● **Working data**:
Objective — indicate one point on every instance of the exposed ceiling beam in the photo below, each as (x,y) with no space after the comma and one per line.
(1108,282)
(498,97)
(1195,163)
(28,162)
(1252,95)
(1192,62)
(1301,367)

● **Short problem**: Write out every entry verbatim.

● **Exercise answer**:
Objective — indicate one point on every instance of the exposed ceiling beam in the photo below, each as (x,y) with no space after the comma and one per line.
(1108,282)
(498,97)
(1195,163)
(28,162)
(1252,95)
(1192,62)
(1301,367)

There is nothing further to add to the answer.